| Things to do |
1. Using the article on the withdrawn rare-diseases grant, answer these:
(a) How large was the special fund the Centre had announced?
(b) Below what prevalence is a health condition classified as a rare disease?
(c) Which organisation is Prasanna Shirol from?
2. Can you resume the article on the withdrawn rare-diseases grant, continuing it after its last sentence?

| Text segment |
Govt pulls the plug on 100 crore grant for treating rare diseases like Thalassemia, Sickle-cell Anaemia, one year after announcing it

The complete shift of policy has left the families of kids with rare diseases and activists fighting for their cause in a shock
Representational Image
Representational Image

A year after first announcing that a special fund of Rs 100 crore was being set up to help children suffering from rare diseases, the Centre has now taken a complete U-turn and is calling its own policy "un-implementable." In an affidavit filed in the Supreme Court last week, the Union Ministry of Health and Family Welfare said that the National Policy for Treatment of Rare Diseases was framed and notified without "proper consultations" and "wrongly" clubbed under the National Health Mission-a health project for primary and secondary level care.

The Centre, in its affidavit, also expressed its inability to spare Rs 100 crore that was allocated for the scheme. A health condition is classified as a rare disease if it has a low prevalence — less than 1 in 2000. They include genetic diseases, rare cancers, infectious tropical diseases and degenerative diseases that are often chronic, debilitating, life-threatening and often result in some form of handicap.

The complete shift of policy has left the families of kids with rare diseases and activists fighting for their cause in a shock. "After making much pomp and show about the policy last year, how can the government call its own policy illegal now?," asked Prasanna Shirol of the Organisation of Rare Diseases of India. "And the talk about states not agreeing for the scheme on 60: 40 cost-sharing basis is rubbish because any policy is first met with some resistance by states due to financial reasons but like Ayushman Bharat the Health Ministry could have pushed it if its intention were right."

| Source material |
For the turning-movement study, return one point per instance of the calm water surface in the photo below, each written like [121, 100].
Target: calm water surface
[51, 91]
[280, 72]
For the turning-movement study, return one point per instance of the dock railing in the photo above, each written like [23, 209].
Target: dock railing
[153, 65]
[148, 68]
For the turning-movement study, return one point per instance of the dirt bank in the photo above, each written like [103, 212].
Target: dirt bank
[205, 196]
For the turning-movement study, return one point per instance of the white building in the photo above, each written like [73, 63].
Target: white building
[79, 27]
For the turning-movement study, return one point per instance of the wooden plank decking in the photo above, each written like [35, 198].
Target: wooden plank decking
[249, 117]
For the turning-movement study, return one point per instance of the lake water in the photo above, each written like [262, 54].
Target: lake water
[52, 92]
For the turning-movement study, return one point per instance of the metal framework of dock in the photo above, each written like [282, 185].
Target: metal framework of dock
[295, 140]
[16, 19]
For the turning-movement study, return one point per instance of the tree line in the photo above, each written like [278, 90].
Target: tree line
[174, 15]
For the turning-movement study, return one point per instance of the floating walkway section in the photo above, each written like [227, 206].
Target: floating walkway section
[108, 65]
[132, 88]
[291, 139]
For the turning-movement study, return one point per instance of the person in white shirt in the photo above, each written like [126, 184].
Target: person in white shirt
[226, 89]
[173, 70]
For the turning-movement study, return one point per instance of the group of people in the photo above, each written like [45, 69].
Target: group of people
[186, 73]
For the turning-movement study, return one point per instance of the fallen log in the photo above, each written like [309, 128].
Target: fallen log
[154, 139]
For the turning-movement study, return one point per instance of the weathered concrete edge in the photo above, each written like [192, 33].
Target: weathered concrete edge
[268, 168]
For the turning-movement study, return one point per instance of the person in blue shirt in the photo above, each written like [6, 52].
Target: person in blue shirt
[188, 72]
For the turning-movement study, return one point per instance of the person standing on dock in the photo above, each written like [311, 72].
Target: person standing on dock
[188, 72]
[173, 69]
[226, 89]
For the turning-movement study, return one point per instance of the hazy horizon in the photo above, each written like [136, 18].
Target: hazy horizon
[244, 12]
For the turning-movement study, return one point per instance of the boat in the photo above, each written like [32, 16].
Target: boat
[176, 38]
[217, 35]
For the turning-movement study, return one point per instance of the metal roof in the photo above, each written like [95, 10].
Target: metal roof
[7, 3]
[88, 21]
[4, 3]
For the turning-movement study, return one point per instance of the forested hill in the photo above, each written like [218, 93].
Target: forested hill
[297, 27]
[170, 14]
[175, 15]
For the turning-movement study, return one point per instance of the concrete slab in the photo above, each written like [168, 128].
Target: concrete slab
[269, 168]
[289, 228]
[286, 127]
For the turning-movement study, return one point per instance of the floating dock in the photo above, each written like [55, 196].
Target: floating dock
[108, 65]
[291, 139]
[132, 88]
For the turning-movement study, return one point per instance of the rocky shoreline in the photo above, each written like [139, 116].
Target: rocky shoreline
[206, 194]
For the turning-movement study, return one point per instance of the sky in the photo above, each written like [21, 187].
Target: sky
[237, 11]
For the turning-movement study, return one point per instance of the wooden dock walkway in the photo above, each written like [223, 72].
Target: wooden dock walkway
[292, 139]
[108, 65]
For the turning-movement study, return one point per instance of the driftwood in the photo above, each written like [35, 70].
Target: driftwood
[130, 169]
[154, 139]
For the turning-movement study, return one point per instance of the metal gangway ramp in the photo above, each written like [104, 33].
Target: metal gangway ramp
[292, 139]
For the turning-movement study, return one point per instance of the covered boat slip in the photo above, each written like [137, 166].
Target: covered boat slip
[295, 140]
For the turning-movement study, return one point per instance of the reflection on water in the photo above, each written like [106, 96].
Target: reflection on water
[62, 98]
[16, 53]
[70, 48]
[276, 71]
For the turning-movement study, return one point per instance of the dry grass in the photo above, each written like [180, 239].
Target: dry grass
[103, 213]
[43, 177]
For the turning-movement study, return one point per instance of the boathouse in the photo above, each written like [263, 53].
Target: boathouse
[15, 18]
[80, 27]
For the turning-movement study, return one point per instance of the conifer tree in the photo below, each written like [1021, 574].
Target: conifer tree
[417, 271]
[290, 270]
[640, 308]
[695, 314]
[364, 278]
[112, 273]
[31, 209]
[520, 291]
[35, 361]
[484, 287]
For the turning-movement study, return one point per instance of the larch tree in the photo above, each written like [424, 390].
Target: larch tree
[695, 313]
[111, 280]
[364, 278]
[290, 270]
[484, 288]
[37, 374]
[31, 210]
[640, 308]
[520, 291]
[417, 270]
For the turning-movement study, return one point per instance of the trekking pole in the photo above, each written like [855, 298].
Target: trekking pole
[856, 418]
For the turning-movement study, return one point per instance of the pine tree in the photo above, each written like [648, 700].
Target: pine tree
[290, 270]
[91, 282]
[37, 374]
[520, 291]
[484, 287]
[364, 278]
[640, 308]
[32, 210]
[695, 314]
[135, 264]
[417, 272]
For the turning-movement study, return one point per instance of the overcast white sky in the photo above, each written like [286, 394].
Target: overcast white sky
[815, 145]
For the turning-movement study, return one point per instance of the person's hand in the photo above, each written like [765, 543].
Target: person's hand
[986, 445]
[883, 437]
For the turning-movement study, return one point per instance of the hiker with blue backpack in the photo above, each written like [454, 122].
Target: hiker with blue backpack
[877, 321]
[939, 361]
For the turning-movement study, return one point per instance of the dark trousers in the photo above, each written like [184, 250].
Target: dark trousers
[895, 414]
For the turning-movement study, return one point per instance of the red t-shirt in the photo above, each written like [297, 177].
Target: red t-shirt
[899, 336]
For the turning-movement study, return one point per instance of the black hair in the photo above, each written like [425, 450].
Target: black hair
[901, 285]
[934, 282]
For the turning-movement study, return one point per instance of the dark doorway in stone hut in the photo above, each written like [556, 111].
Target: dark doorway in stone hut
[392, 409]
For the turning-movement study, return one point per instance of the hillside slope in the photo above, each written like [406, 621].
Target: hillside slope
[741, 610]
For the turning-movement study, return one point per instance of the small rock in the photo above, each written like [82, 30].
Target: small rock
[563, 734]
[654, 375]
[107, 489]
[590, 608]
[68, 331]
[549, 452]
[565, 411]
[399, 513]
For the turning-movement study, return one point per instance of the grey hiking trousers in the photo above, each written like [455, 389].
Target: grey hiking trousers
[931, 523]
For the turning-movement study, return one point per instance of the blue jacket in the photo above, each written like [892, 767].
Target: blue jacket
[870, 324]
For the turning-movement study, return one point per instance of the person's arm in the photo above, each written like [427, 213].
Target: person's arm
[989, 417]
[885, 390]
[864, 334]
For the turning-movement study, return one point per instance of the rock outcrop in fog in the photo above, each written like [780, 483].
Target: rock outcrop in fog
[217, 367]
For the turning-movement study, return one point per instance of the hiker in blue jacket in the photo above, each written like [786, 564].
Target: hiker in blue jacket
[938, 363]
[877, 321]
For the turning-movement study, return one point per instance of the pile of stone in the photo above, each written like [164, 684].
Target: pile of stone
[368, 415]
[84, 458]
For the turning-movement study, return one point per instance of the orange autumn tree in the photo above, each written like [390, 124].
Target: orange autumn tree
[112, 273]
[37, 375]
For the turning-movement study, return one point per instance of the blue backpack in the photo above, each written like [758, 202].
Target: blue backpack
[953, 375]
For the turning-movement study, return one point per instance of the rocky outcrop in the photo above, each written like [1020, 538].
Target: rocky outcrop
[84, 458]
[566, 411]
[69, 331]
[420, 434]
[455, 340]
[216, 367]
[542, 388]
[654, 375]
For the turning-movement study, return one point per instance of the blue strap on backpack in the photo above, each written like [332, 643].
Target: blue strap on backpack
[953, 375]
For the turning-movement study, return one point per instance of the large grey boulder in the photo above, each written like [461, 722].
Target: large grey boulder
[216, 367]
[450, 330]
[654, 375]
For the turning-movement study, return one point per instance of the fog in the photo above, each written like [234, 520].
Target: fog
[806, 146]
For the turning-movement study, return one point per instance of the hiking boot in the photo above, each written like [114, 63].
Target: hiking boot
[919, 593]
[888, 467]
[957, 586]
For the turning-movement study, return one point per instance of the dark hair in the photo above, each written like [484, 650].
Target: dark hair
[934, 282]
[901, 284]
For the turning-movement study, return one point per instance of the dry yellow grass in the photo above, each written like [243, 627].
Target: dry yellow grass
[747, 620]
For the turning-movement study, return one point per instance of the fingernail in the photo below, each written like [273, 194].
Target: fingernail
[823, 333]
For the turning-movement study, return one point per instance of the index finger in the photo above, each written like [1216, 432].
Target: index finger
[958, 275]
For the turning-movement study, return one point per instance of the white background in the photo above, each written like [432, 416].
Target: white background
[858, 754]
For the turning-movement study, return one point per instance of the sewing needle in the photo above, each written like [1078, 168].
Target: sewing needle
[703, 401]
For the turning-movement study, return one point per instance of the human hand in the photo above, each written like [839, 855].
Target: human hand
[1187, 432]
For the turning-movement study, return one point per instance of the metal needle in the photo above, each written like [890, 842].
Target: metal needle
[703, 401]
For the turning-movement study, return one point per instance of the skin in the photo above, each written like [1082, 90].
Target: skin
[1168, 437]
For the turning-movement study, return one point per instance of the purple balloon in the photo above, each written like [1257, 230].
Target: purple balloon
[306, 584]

| Expected responses |
1.
(a) Rs 100 crore.
(b) Less than 1 in 2000.
(c) The Organisation of Rare Diseases of India.

2.
In India, an estimated 70 million patients suffer from conditions such as Thalassemia, Sickle-cell Anaemia, Pompe disease and Gaucher's disease and most people are unable to afford the treatment as the cost runs from Rs 15 lakh to over Rs 1 crore a year. "Our affidavit, dated March 14, 2018, stated that Rs 100 crore corpus has been created under NHM, no such corpus was created under the NHM. This occurred under an honest but mistaken belief that the funds under the NHM could be earmarked," the Apex Court was told in the affidavit signed by Health secretary Preeti Sudan.

The affidavit was filed in a case where guardians of a child who died of a rare disease took on the Centre for not providing any financial relief on time. The affidavit also said that a new sub-committee had been set up to "re-frame" the policy and till then needy patients from families belonging to only Below Poverty Line category will be aided financially through Rashtriya Arogya Nidhi — a Central fund to help poor patients. Sudan said that she won't comment on the matter as the case is "sub judice."